PROVIDED ENTRIES |

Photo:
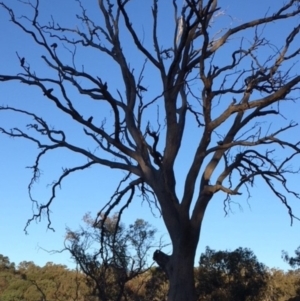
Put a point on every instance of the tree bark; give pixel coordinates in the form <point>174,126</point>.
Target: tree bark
<point>179,267</point>
<point>181,278</point>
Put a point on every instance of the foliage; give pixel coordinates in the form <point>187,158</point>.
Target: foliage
<point>221,81</point>
<point>236,275</point>
<point>294,262</point>
<point>111,255</point>
<point>29,282</point>
<point>221,275</point>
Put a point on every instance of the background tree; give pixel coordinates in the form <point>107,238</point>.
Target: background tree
<point>111,255</point>
<point>236,275</point>
<point>209,80</point>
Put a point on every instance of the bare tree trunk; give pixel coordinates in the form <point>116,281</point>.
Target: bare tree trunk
<point>179,267</point>
<point>181,278</point>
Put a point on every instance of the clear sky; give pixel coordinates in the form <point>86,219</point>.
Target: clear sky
<point>261,223</point>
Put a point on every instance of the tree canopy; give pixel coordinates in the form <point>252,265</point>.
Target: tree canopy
<point>223,81</point>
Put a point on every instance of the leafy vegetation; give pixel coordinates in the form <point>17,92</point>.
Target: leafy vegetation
<point>221,275</point>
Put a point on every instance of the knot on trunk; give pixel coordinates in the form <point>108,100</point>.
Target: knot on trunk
<point>162,259</point>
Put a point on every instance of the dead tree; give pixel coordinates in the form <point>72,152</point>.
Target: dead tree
<point>197,83</point>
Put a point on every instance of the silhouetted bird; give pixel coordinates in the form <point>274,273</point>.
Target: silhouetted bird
<point>49,91</point>
<point>141,88</point>
<point>105,86</point>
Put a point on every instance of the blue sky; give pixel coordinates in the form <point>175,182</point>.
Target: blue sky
<point>261,224</point>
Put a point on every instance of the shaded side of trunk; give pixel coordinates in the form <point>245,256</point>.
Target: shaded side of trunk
<point>179,267</point>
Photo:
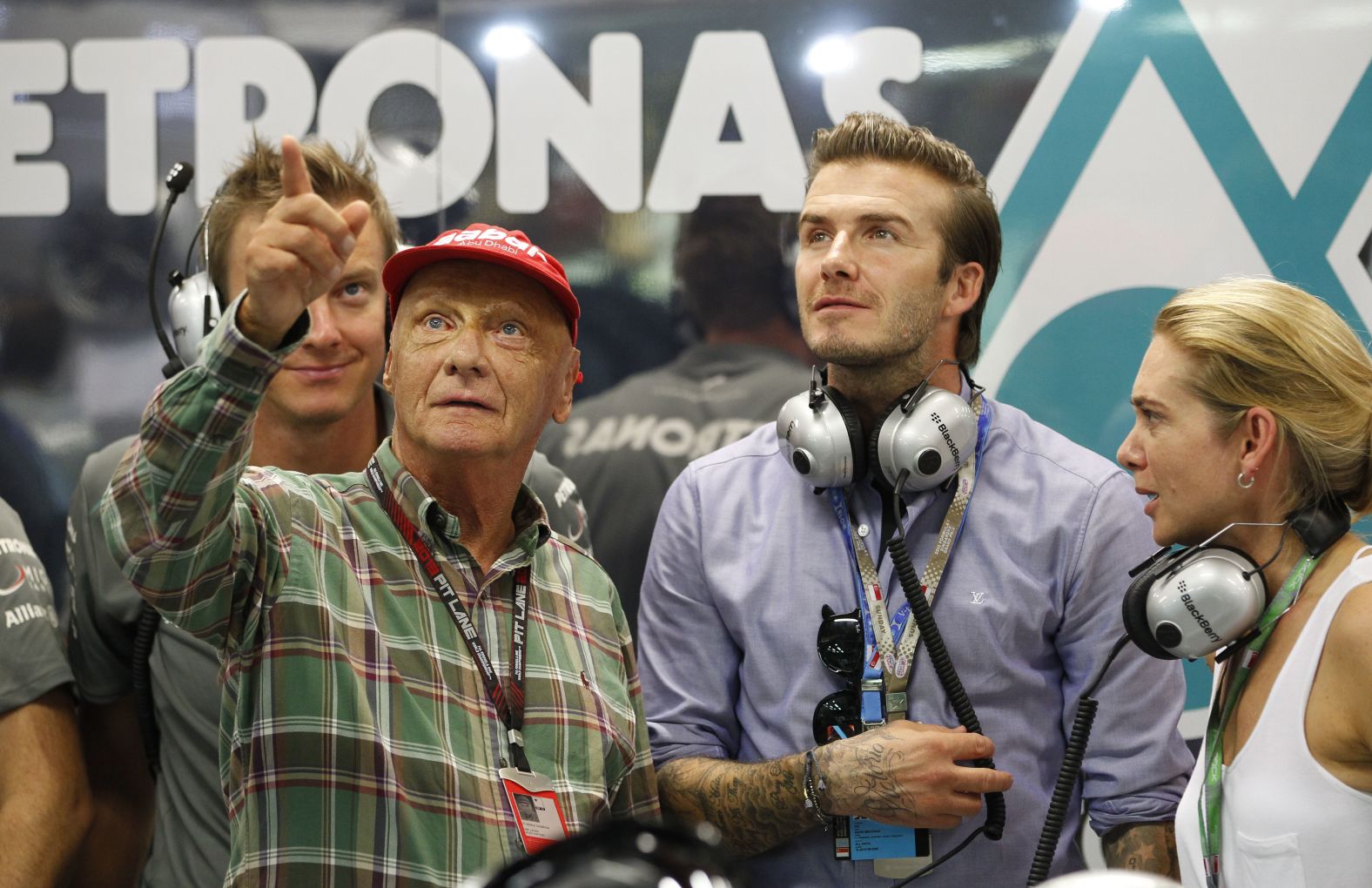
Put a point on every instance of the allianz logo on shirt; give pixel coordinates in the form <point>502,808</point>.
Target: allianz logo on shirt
<point>669,435</point>
<point>9,545</point>
<point>23,614</point>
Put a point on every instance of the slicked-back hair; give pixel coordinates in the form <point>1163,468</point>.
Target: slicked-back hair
<point>971,228</point>
<point>254,185</point>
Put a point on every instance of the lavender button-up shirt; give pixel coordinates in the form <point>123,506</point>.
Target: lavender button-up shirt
<point>745,554</point>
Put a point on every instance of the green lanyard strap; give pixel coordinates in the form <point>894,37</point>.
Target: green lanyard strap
<point>1213,792</point>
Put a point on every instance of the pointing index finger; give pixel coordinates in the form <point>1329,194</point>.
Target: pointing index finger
<point>295,178</point>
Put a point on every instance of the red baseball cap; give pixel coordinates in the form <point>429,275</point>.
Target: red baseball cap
<point>485,243</point>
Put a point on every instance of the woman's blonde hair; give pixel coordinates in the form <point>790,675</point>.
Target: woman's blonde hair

WHAT TO WORK ON | Copy out every one of the lines above word for word, leaving out the pictures.

SOLVED EXERCISE |
Photo:
Put a point on every instance of the tree bark; give pixel coordinates in the form <point>174,126</point>.
Target: tree bark
<point>179,267</point>
<point>181,278</point>
Put a point on every instance of the foliage; give pixel coordinates in the form <point>187,158</point>.
Target: foliage
<point>221,81</point>
<point>236,275</point>
<point>294,262</point>
<point>111,255</point>
<point>29,282</point>
<point>221,275</point>
Put a point on every instance of the background tree; give pixel coordinates in the form <point>107,238</point>.
Target: background tree
<point>111,255</point>
<point>236,275</point>
<point>209,80</point>
Put a point on every instance of the bare tree trunk; give pixel coordinates in the form <point>116,281</point>.
Target: bare tree trunk
<point>179,267</point>
<point>181,278</point>
Put a point on every instance of the clear sky; give pixel coordinates in the form <point>86,219</point>.
Target: clear sky
<point>261,223</point>
Put a point on every instance of the tree canopy; give pixel coordinates in the form <point>252,265</point>.
Target: tree canopy
<point>223,81</point>
Put a point on every instance of the leafy vegetation; give pixel coordinates in the form <point>17,92</point>.
Target: leafy vegetation
<point>221,275</point>
Put a point on every instance of the knot on trunk; give pixel coordinates in the form <point>108,100</point>.
Target: knot on trunk
<point>162,259</point>
Put a point on every instance of the dead tree; give pixel coordinates in the form <point>72,152</point>.
Target: dead tree
<point>197,83</point>
Put a point on every instance of the silhouetted bird; give pixel coordinates in the form <point>274,273</point>.
Target: silhouetted bird
<point>49,91</point>
<point>141,88</point>
<point>105,86</point>
Put a point on every instance of the blue sky; give pixel coordinates in the form <point>175,182</point>.
Target: blue sky
<point>261,224</point>
Put a point on every instance of the shaded side of trunk; give pixel coordinates in the form <point>245,256</point>.
Target: shaded side of trunk
<point>179,267</point>
Photo:
Put a point on every instance of the allianz logo on shirt; give pixel coordinates in the form <point>502,808</point>.
Target: allianz logo on shirt
<point>669,435</point>
<point>9,545</point>
<point>23,614</point>
Put a point on every instance of the slicked-back hair; give pixel coordinates in the form <point>1163,468</point>.
Target: slicked-back hair
<point>971,228</point>
<point>254,185</point>
Put a point on every instance of the lavender button-up shirt; give pixel coordinates in the form <point>123,506</point>.
Target: lavender button-up shirt
<point>745,554</point>
Put a point on every instance of the green lanyard strap; give pixel coordinates in the form <point>894,37</point>.
Target: green lanyard strap
<point>1213,792</point>
Put a point on every instance of the pointing index finger; give pixel coordinates in the form <point>1329,194</point>.
Target: pointing index finger
<point>295,178</point>
Put a point on every instance of the red baseball cap; give pixel coordinates in the form <point>429,275</point>.
Target: red baseball cap
<point>485,243</point>
Put a point on every instance of the woman's blonde hair; give pixel coordinates in the form <point>790,675</point>.
Target: woman's blonde hair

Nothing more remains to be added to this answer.